*EXCERPT*.

◆ ◆ ◆ ◆ ◆ ◆ ◆

Judges at ringside scored it 119-109, 120-109 and 120-108 for Charlo. 

No longer known as the other Charlo, Jermall put his interim—err—suddenly very full WBC world middleweight title on the line in the fight. It was the long-awaited Houston return bout for Charlo, 29, who although one minute older than his identical twin brother, Jermell, had gotten a little slower out of the professional gate than did his sibling. 

Charlo stayed behind his jab during the first round. He didn’t land it with any regularity, but his significant longer reach and greater height kept Adams from doing anything but ducking and dodging early besides the occasional looping roundhouse from long distance.

Perhaps secure in his superiority after the first three minutes, Charlo pressed more for an opening against Adams in round two. Charlo’s crosses and uppercuts were full for steam, but artful dodging by Adams kept the challenger safe from harm. 

Adams did his best to make a fight of it in round three. Charlo threw and landed more punches, but Adams made him miss more than perhaps he was accustomed to doing and even managed to corral Charlo to the ropes where his shorter body might give him an edge. But Charlo’s uppercuts and hooks were fast and vicious, so mostly Adams had just put himself in harm’s way.

Still, it was his only chance, so Adams pressed more in the next round. The action heated up because of the closer quarters, with Charlo’s more powerful and precise punches probably taking the nod. 

They traded overhand rights to start round five. Charlo had Adams dazed in the corner soon after, but the brave boulder of a man got his wits about him and made it through the stanza. 

Charlo is a sharp, powerful and ruthless puncher. A right uppercut, left hook combination put Adams in trouble in round six, but his craft earned him some respect when he dazed Charlo with a hard hook and put the Houstonian’s backs to the ropes toward the end of the round.

But Adams main problem was that whenever Charlo kept him on the end of his longer punches, which was the majority of round seven, there wasn’t much Adams could do to stop it. Sure, he’d lob the occasional hard and awkward counter, but Charlo constantly got the better of things and was always looking to land the telling blow. 

Still, the saving grace for Adams was that for all the physical advantages Charlo had, the hometown fighter wasn’t accurate enough. Credit should be given to Adams perhaps for his quick movement, but it might also be true that Charlo was pressing a bit in an effort to impress the local crowd. 

That showed itself again in the ninth round when Charlo let loose a five-punch combination that Adams deftly avoided in his corner. Adams urged Charlo to bring more pressure, but Charlo was wise to Adams’ attempt at finding a counter opportunity and moved away.

By round ten, it seemed clear the fight would go the distance. Charlo was aggressive in all the right ways, but Adams had too much craft for Charlo to land very many punches clean enough to get the stoppage. Even in round ten, when Charlo seemed to daze Adams, the stocky fighter was able to stem the tide by constantly leaning away from Charlo’s power. 

Charlo did his best to end things early in round eleven with vicious combinations to the head and body, but Adams was just too tough. By the final round, Charlo seemed mostly content to take the win on the judges’ scorecards, a virtual certainty at this point, even in the topsy turvy world of professional boxing.

◆ ◆ ◆ ◆ ◆ ◆ ◆

*EXCERPTED DATA*.
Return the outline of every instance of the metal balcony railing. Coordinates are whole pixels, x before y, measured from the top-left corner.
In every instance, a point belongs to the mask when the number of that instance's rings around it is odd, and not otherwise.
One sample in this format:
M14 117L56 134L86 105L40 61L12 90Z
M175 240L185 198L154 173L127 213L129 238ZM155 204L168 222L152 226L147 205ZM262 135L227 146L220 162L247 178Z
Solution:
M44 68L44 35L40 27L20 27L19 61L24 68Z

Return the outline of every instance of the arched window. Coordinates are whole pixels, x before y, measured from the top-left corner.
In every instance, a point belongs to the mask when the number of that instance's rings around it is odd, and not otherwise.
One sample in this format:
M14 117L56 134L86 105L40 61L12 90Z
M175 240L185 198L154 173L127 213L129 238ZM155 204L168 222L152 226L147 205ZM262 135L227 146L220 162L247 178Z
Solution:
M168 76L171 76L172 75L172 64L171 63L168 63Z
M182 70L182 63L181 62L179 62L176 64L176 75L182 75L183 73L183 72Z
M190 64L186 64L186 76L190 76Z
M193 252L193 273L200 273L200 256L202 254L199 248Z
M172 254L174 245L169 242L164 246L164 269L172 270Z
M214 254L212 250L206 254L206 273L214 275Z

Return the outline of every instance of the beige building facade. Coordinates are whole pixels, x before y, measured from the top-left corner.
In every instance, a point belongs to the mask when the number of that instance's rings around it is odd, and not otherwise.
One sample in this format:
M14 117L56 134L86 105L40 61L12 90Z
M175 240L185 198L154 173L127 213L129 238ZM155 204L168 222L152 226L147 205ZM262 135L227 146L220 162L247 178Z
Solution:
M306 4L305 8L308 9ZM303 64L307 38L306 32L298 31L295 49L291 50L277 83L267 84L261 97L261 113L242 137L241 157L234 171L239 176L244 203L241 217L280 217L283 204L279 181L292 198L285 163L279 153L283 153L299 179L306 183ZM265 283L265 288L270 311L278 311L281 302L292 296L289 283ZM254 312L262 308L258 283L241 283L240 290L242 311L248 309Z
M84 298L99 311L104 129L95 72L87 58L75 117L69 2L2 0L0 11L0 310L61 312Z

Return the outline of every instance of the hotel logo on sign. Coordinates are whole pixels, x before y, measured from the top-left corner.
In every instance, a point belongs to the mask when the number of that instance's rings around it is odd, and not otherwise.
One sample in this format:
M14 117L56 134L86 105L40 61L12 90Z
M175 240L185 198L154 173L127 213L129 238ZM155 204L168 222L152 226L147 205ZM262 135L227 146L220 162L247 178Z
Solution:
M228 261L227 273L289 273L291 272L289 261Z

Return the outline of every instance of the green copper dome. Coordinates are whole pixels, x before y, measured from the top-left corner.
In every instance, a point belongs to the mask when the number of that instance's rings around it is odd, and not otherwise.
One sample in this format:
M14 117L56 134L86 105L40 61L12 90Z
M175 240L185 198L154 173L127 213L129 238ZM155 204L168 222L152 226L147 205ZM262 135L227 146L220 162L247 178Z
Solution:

◆ ◆ ◆ ◆ ◆ ◆ ◆

*OBJECTIVES*.
(A) Answer these questions using the fight report:
(i) How old is Charlo?
(ii) What title did Jermall put on the line in the fight?
(iii) In which round did Charlo throw a five-punch combination that Adams avoided in his corner?
(B) Reproduce the fight report from "Judges at ringside" up to and including "did his sibling.".
(C) For each statement, say whether it agrees with the fight report, and quote the words that decide it:
(i) Jermall is younger than his twin brother, Jermell.
(ii) Adams dazed Charlo with a hard hook in round six.
(iii) Charlo landed his jab regularly in the first round.

*REPLIES*.
(A)
(i) 29
(ii) The WBC world middleweight title
(iii) The ninth round

(B)
Judges at ringside scored it 119-109, 120-109 and 120-108 for Charlo. 

No longer known as the other Charlo, Jermall put his interim—err—suddenly very full WBC world middleweight title on the line in the fight. It was the long-awaited Houston return bout for Charlo, 29, who although one minute older than his identical twin brother, Jermell, had gotten a little slower out of the professional gate than did his sibling.

(C)
(i) No: "one minute older than his identical twin brother, Jermell"
(ii) Yes: "he dazed Charlo with a hard hook"
(iii) No: "He didn’t land it with any regularity"